- **EXCERPTED TEXT**
== Segment start ==

Paws Across The Pacific

"Aussie Sniffer Dogs to Assist  U-S Drug Detection" 
News release from Australian Ministry of Justice and Customs, 
Oct. 16, 2000"

Australian dogs are set to improve bomb and drug detection in the United States, as a result of Australian Customs Service’s highly regarded breeding program.

Minister for Justice and Customs, Senator Amanda Vanstone, today handed over 16 Labradors to the United States Consul-General, Mr. David Lyon.

The dogs will be used as foundation breeding stock by the US Federal Aviation Administration (FAA) and the Institute for Biological Detection Systems (IBDS) at Auburn University, Alabama. Both organizations want to emulate the Australian breeding program.

“The FAA hopes to introduce Australian Customs methodology and bloodstock for a breeding program for counter-terrorism, while IBDS are keen to access the methodology and gene pool for illicit drug and bomb detection.

== Segment end ==

- **RECORDS SUPPLIED**
== Segment start ==

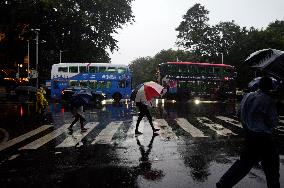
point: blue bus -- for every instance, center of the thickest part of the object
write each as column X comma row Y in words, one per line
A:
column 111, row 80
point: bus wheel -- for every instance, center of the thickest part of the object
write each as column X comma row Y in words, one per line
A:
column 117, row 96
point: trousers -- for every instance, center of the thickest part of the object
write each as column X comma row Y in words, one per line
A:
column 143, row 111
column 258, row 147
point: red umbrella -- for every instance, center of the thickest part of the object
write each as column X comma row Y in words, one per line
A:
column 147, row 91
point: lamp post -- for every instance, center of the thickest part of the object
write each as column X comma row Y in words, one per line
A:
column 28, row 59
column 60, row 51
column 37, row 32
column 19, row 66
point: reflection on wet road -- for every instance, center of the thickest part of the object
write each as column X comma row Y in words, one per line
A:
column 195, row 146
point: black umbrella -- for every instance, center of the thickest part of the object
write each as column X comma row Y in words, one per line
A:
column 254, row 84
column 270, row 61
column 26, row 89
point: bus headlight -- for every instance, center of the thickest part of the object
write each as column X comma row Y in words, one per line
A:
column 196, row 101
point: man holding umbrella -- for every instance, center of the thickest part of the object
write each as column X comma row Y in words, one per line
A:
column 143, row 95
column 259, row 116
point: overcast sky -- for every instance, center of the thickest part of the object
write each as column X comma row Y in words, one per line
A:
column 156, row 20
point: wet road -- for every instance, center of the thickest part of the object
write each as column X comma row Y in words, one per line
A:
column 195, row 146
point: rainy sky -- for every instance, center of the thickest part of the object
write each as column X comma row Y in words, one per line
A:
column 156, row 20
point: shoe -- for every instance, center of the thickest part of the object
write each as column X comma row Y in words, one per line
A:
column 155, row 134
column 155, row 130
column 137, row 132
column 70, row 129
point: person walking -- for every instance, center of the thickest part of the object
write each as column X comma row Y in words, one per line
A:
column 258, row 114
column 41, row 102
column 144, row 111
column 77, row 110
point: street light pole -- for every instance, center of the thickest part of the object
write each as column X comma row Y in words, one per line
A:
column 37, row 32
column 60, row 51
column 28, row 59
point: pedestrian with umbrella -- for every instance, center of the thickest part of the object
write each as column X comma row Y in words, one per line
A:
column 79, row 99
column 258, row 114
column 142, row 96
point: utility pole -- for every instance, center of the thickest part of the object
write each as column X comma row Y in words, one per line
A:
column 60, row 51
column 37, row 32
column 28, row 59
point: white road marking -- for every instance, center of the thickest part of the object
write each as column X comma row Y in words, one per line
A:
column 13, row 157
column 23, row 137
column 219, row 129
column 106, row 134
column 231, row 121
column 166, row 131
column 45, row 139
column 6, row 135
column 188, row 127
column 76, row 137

== Segment end ==
== Segment start ==

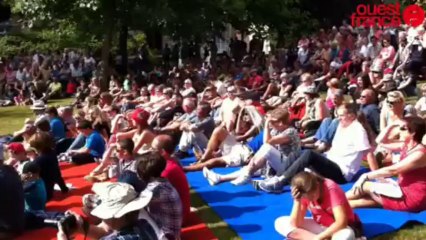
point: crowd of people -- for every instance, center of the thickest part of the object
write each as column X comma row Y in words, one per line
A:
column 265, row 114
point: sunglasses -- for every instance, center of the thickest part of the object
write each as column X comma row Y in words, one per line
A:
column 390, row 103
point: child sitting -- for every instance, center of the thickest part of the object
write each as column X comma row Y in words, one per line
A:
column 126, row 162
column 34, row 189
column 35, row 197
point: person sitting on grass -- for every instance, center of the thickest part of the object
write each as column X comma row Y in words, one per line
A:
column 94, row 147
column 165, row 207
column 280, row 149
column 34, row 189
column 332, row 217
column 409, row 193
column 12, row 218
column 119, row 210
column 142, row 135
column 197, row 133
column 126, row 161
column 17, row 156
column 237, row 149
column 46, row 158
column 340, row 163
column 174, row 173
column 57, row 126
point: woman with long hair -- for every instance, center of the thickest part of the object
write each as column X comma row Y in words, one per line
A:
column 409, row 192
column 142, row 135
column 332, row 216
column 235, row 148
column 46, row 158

== Segment end ==
== Segment start ==

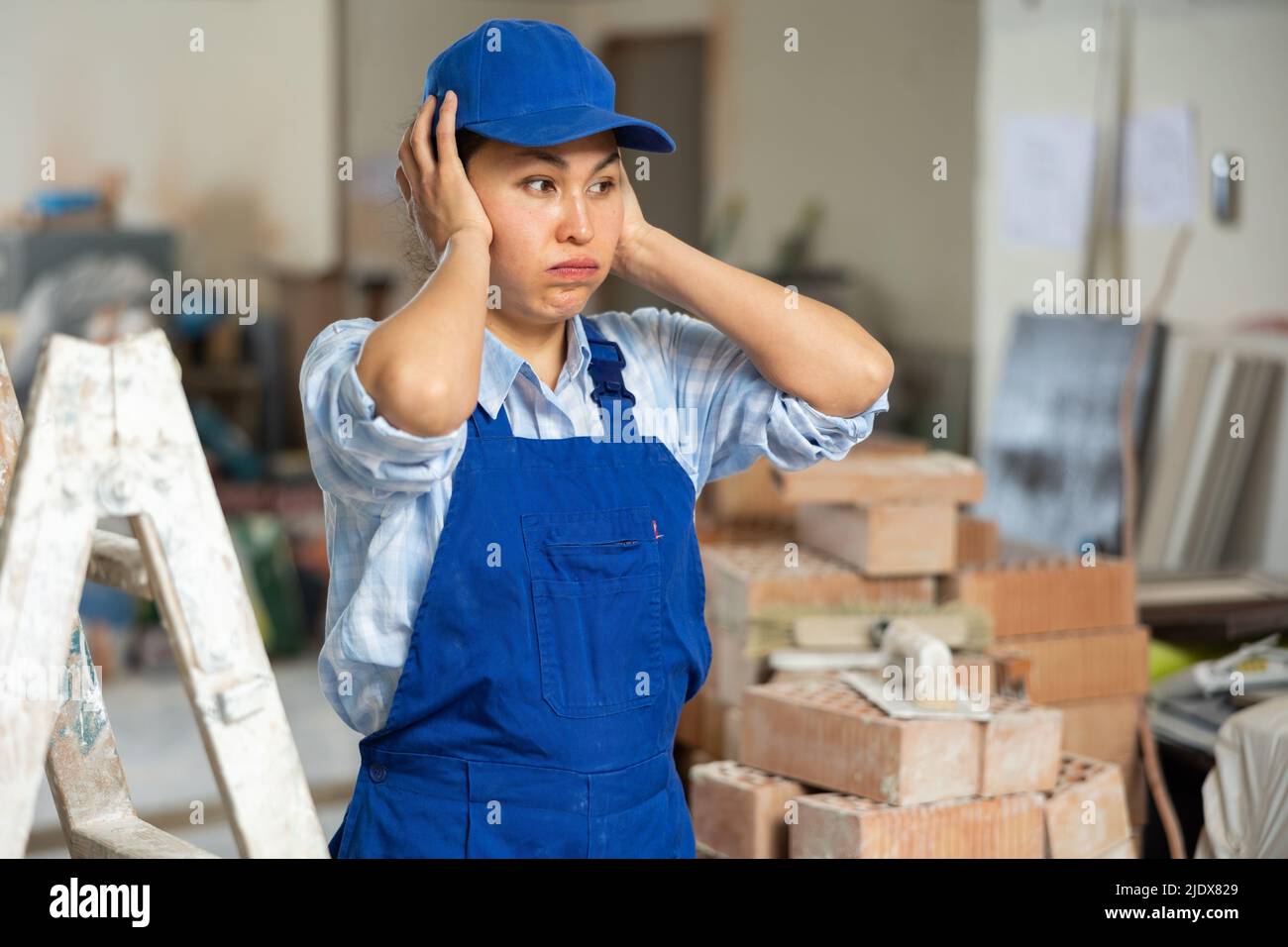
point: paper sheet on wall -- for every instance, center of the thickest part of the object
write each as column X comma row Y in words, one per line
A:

== Segment end ==

- **REQUIREMENT A**
In the news release about Australian sniffer dogs, how many Labradors were handed over to the United States Consul-General?
- **REQUIREMENT B**
Continue the news release about Australian sniffer dogs from its last sentence.

- **ANSWER SECTION A**
16

- **ANSWER SECTION B**
“That these agencies seek our breeding model speaks volumes about the caliber of dog our Australian program is producing,” Senator Vanstone said. The Australian Customs Service breeding program pinpoints required genetics and environmental influences for breeding top-class sniffer dogs.

In 1998, Australian Customs donated foundation breeding stock and methodology to U.S. Customs to enable them to enhance their detector dogs program. Since research began for the Customs selective breeding program, 357 dogs have been bred. Dogs from the Customs detector dog training program have made more than 6000 detections.

“Many other Australian agencies use dogs bred by Customs including the Australian Army, Australian Federal Police and State and Territory police. Around 30 Customs-bred dogs were used by these and other agencies to look for explosives during the Sydney Olympics,” Senator Vanstone said.

Currently Australian bloodlines have been used to improve the Labs used for explosive detector dogs. A company linked with Auburn Research and Technology Foundation (ARTF) is training a type of dog called "vapor wake".  New name for an old feat. In the 70's, dogs would also alert on large amounts of drugs or explosive from a distance. This was called "working  airborne odor". The scent trail was being carried airborne by wind currents. In the stone ages, for drug detector we needed a location for a search warrant. For explosives detector, the larger the device, the more odor producing explosives, and the easier for the dog to find.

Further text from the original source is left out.